- _REQUIRED WORK_: Copy out the records below with every "Submission" renamed to "Response", leaving everything else unchanged.
>> start PROVIDED DATA
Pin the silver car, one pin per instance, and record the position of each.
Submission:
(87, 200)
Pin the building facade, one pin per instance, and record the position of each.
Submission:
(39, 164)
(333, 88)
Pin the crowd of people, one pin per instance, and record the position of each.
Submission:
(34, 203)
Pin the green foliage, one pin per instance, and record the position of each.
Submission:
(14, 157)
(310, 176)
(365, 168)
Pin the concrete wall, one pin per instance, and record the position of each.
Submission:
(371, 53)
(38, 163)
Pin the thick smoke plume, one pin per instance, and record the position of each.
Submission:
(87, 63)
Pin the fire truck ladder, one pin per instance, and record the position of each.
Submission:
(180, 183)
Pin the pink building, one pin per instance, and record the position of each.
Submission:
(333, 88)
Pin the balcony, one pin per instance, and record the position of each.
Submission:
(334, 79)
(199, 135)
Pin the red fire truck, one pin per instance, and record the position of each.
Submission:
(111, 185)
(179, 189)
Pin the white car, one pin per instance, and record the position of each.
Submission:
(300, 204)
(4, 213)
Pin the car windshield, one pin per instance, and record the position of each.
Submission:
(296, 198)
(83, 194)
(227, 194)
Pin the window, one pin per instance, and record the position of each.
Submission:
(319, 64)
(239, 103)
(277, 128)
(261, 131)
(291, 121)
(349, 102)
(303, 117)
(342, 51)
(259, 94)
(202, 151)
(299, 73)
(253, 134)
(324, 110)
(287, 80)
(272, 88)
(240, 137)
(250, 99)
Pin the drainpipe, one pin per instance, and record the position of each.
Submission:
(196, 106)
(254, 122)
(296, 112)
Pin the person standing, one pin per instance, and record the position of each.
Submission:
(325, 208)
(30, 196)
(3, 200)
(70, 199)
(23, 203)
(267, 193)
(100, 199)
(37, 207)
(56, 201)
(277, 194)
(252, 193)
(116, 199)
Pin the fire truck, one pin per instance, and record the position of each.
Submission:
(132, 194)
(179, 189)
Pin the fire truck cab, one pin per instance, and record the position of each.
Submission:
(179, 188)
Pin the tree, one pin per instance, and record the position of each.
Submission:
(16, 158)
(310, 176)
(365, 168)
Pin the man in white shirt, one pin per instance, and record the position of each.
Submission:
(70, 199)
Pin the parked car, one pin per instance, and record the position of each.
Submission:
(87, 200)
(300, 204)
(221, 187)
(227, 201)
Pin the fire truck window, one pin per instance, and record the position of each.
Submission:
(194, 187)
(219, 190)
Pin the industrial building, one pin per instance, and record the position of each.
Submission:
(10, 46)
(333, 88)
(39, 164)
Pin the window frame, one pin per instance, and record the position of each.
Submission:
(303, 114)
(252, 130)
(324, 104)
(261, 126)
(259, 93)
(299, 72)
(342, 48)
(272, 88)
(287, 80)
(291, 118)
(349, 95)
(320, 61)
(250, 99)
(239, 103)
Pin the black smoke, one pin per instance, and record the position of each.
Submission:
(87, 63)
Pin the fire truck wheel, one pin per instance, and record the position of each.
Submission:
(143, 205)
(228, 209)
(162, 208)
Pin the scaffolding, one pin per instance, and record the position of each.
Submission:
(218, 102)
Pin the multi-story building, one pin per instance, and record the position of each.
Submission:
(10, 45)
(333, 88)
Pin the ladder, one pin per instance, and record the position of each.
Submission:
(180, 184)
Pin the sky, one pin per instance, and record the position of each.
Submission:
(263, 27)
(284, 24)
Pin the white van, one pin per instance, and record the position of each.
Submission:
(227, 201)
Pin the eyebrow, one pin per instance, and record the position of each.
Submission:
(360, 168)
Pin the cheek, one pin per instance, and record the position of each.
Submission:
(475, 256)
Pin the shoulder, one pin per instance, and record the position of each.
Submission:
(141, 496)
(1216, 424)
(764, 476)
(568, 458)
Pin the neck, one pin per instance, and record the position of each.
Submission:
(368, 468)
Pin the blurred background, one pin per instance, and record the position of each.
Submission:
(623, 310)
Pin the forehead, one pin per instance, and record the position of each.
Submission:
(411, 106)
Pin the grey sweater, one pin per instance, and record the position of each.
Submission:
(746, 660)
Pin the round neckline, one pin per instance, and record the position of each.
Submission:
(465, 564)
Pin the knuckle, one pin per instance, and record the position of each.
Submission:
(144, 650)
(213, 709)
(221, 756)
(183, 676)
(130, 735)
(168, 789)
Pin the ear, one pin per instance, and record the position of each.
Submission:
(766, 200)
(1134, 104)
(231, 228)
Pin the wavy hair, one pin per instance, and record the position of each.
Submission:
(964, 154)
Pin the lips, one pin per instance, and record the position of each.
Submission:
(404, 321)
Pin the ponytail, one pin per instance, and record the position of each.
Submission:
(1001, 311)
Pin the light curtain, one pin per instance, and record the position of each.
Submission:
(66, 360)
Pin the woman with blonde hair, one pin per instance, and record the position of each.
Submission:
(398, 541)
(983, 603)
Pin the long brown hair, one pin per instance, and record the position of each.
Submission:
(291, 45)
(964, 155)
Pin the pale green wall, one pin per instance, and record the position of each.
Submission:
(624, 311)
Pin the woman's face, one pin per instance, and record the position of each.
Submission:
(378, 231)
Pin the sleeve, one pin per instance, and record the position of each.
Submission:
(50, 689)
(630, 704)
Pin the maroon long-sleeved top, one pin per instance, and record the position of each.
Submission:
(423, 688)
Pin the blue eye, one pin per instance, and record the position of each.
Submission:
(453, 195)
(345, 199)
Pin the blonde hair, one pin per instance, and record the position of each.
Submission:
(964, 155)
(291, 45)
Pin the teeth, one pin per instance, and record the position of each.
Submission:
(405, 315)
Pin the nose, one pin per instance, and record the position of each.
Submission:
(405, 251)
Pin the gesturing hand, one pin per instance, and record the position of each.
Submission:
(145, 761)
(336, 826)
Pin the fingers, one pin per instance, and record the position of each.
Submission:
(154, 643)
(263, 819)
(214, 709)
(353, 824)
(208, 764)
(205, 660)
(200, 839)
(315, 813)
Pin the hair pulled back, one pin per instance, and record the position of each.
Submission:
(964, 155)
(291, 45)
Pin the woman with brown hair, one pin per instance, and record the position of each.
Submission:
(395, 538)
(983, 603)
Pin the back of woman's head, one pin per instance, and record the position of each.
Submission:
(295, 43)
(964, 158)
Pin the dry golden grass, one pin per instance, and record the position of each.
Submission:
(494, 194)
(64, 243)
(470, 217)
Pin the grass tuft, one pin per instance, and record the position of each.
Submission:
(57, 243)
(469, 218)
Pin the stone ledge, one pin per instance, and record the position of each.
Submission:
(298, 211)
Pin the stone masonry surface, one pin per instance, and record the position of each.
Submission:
>> end PROVIDED DATA
- _REPLY TO THE EXERCISE_:
Pin the silver car, one pin per instance, and record the position of each.
Response:
(87, 200)
Pin the building facade, one pin per instance, and record the position of each.
Response:
(39, 164)
(333, 88)
Pin the crowd of people, one pin per instance, and record the position of each.
Response:
(34, 203)
Pin the green foliage, one pin per instance, and record the position of each.
Response:
(14, 157)
(310, 176)
(365, 168)
Pin the concrete wall, one pin per instance, and record the position of each.
Response:
(371, 53)
(38, 163)
Pin the thick smoke plume, one pin per instance, and record the position of each.
Response:
(87, 63)
Pin the fire truck ladder, one pin per instance, and record the position of each.
Response:
(180, 183)
Pin the pink building, one pin per instance, and record the position of each.
Response:
(333, 88)
Pin the balcony, one pin per instance, and record the position of each.
Response:
(334, 79)
(199, 135)
Pin the red fire truck, one pin per instance, and record the position of each.
Response:
(111, 185)
(179, 189)
Pin the white car, one pin per instance, and record the position of each.
Response:
(300, 204)
(4, 213)
Pin the car windshield, one pin per instance, and record the position of each.
Response:
(296, 198)
(83, 194)
(227, 194)
Pin the window, one pin per instance, and record the position of each.
Response:
(319, 64)
(239, 103)
(277, 128)
(261, 131)
(291, 121)
(349, 102)
(303, 117)
(342, 51)
(259, 94)
(202, 151)
(299, 73)
(253, 134)
(324, 110)
(287, 80)
(272, 88)
(240, 137)
(250, 99)
Pin the drainpipe, one pin per instance, and record the position of each.
Response:
(196, 106)
(254, 122)
(296, 112)
Pin the person standing, one pin per instance, and record the position of each.
Response:
(325, 208)
(30, 196)
(3, 200)
(70, 199)
(23, 203)
(267, 193)
(100, 199)
(37, 207)
(56, 201)
(277, 194)
(252, 193)
(116, 199)
Pin the fire truck, one pin per instance, and record the position of each.
Response:
(132, 194)
(179, 189)
Pin the fire truck cab, one pin per instance, and record the position of each.
Response:
(179, 188)
Pin the tree, one pin per instance, and record the position of each.
Response:
(16, 158)
(310, 176)
(365, 168)
Pin the man in white shirt, one pin per instance, and record the position of each.
Response:
(70, 199)
Pin the parked car, one pin per instance, and record the position of each.
Response:
(87, 200)
(300, 204)
(221, 187)
(227, 201)
Pin the fire truck window, one pin per instance, and record the position of each.
Response:
(194, 187)
(219, 190)
Pin the industrial building, one pin per instance, and record the position of each.
Response:
(10, 46)
(333, 88)
(39, 164)
Pin the window frame, one pin per instance, and record the position of each.
Response:
(303, 114)
(252, 130)
(324, 104)
(261, 126)
(259, 93)
(299, 72)
(342, 48)
(272, 88)
(287, 80)
(291, 118)
(349, 95)
(320, 61)
(250, 99)
(239, 103)
Pin the black smoke, one pin per instance, and record the position of each.
Response:
(87, 63)
Pin the fire truck wheel, one pin per instance, and record the position of each.
Response:
(143, 205)
(228, 209)
(162, 208)
Pin the scaffolding, one pin per instance, and record the position of each.
Response:
(218, 102)
Pin the multi-story building, one pin per instance, and record the position of each.
Response:
(10, 45)
(333, 88)
Pin the ladder, one pin per instance, and record the position of each.
Response:
(180, 184)
Pin the sky, one pin per instance, and record the position of each.
Response:
(263, 27)
(284, 24)
Pin the white van, one pin per instance, and record the position of each.
Response:
(227, 201)
Pin the eyebrow, one pin per instance, and record the position of each.
Response:
(360, 168)
Pin the cheek, one pin per instance, and record the position of each.
Response:
(475, 256)
Pin the shoulder, one pin per instance, and record the position of each.
Response:
(141, 496)
(1216, 424)
(764, 476)
(568, 458)
Pin the neck, one pin per instance, and record the position of each.
Response:
(368, 468)
Pin the blurred background, one pin per instance, and record the position of each.
Response:
(623, 310)
Pin the forehead, one pin per instance, and record the position of each.
Response:
(411, 106)
Pin the grey sweater, one pin per instance, and record the position of each.
Response:
(746, 660)
Pin the round neckline, one pin per instance, and record the position of each.
Response:
(465, 564)
Pin the knuckle, one pin per instance, and record the position of each.
Response:
(144, 650)
(213, 709)
(221, 756)
(183, 676)
(130, 735)
(168, 789)
Pin the ear, one pin per instance, and record the position of each.
Response:
(766, 200)
(1134, 104)
(231, 228)
Pin the wavy hair, one pin per instance, and record the position of each.
Response:
(964, 154)
Pin the lips, one pin per instance, and record the position of each.
Response:
(404, 321)
Pin the ponytail, one pin per instance, and record the position of each.
Response:
(1001, 311)
Pin the light curtain, one pin per instance, and record the position of each.
Response:
(66, 360)
Pin the woman with blonde hair, one pin per instance, and record the position of each.
Response:
(398, 541)
(983, 603)
Pin the long brown hair, one pin per instance, and record the position of each.
Response:
(291, 45)
(964, 155)
Pin the pale green wall, one pin per instance, and record the position of each.
Response:
(624, 311)
Pin the woman's face, one pin per instance, and record the position of each.
Response:
(378, 231)
Pin the sleeve, one pin per instance, and record the position of each.
Response:
(50, 689)
(630, 704)
Pin the maroon long-sleeved top, one pin per instance, and record the position of each.
Response:
(423, 688)
Pin the blue eye, one pin per instance, and record the position of each.
Response:
(453, 195)
(345, 199)
Pin the blonde hair, one pin per instance, and record the position of each.
Response:
(964, 155)
(291, 45)
Pin the teeth, one pin per instance, and record the position of each.
Response:
(405, 315)
Pin the nose, one pin per instance, and record the position of each.
Response:
(405, 251)
Pin the gesturing hand, one pin per instance, and record the position of each.
Response:
(145, 761)
(336, 826)
Pin the fingers, one pin per instance, and record the position of each.
Response:
(154, 643)
(263, 819)
(214, 709)
(353, 824)
(208, 764)
(205, 660)
(200, 839)
(315, 813)
Pin the hair pulled back, one pin per instance, and record the position of each.
Response:
(964, 155)
(291, 45)
Pin the woman with brown hair, one pin per instance, and record the position of each.
Response:
(395, 538)
(983, 603)
Pin the back of woman's head, one pin per instance, and record the position of each.
Response:
(295, 43)
(964, 158)
Pin the dry golden grass, one pin per instance, and record the position of each.
Response:
(494, 194)
(64, 243)
(470, 217)
Pin the grass tuft, one pin per instance, and record the position of each.
Response:
(57, 243)
(469, 218)
Pin the stone ledge, one pin per instance, and record the position of each.
Response:
(298, 211)
Pin the stone masonry surface, one pin per instance, and record the position of each.
Response:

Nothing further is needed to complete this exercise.